* _EXTRACT PROVIDED_
## BEGIN

Samuel Neiger, Respondent,
v
City of New York et al., Defendants, and New York City Transit Authority et al., Appellants.

—[*1] Wallace D. Gossett, Brooklyn, N.Y. (Anita Isola of counsel), for appellants.

In an action to recover damages for personal injuries, etc., the defendants New York City Transit Authority and Metropolitan Transportation Authority appeal from an order of the Supreme Court, Kings County (Hinds-Radix, J.), dated October 10, 2007, which denied their motion, in effect, to vacate so much of a "pre-calendar order" of the same court dated December 14, 2006, as directed the defendant New York City Transit Authority to produce any incident reports, driving records, and/or disciplinary reports regarding a named individual for in camera inspection.

Ordered that the order is reversed, on the law, with costs, and the motion of the defendants New York City Transit Authority and Metropolitan Transportation Authority, in effect, to vacate so much of the precalendar order dated December 14, 2006, as directed the defendant New York City Transit Authority to produce any incident reports, driving records, and/or disciplinary reports regarding a named individual for in camera inspection is granted.

## END

Condense the paragraph of the court decision that begins "In an action to recover damages" into a short list of its main facts.

* _SUPPLIED DATA_
## BEGIN

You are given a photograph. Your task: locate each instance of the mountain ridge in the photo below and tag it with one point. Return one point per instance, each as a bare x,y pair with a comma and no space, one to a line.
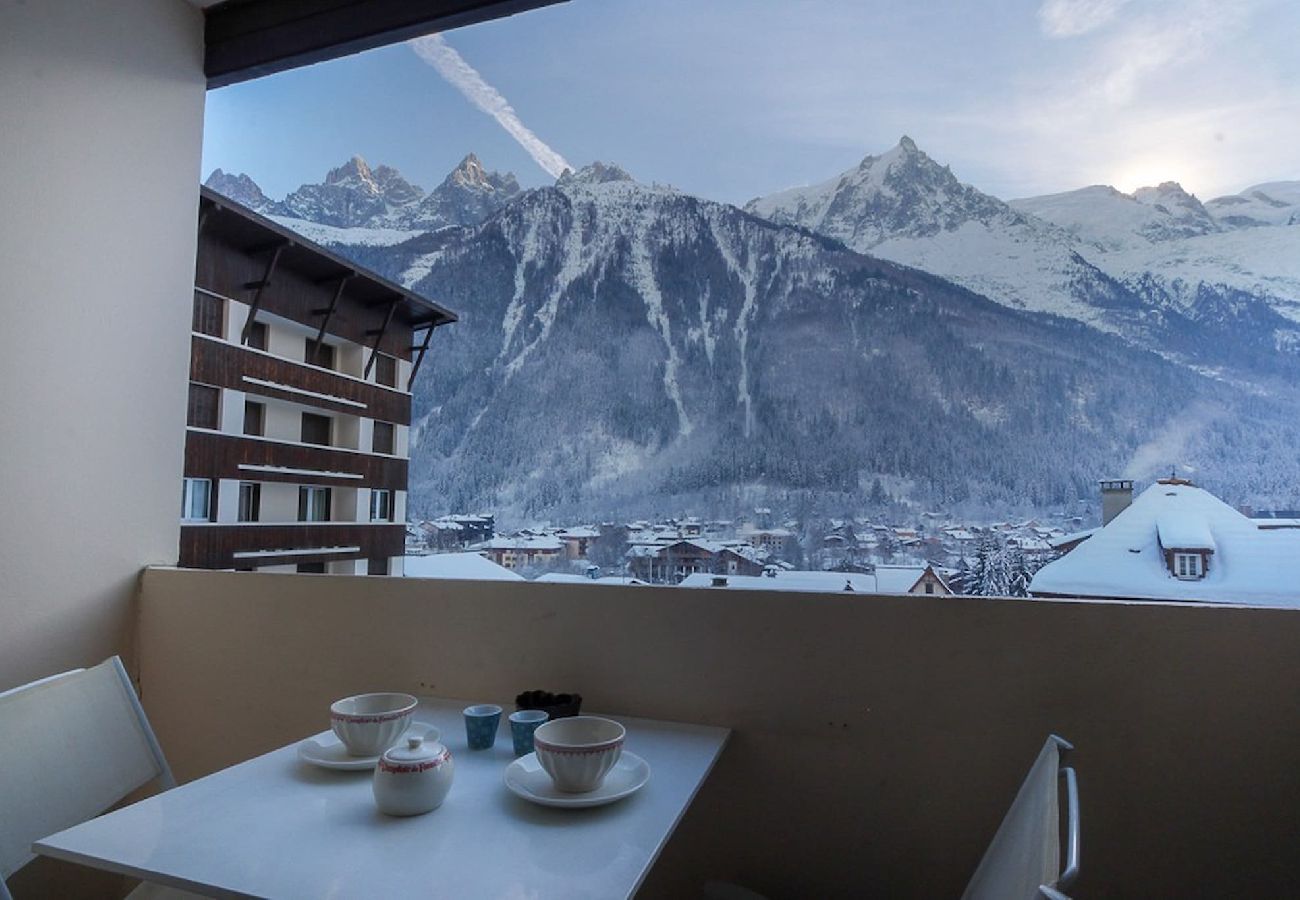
627,349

## END

* _CORRECT RESPONSE_
- Case type: an action to recover damages for personal injuries, etc.
- Appellants: defendants New York City Transit Authority and Metropolitan Transportation Authority
- Appealed order: Supreme Court, Kings County (Hinds-Radix, J.), dated October 10, 2007
- That order denied their motion, in effect, to vacate part of a "pre-calendar order" of the same court dated December 14, 2006.
- The contested part directed the New York City Transit Authority to produce any incident reports, driving records, and/or disciplinary reports about a named individual for in camera inspection.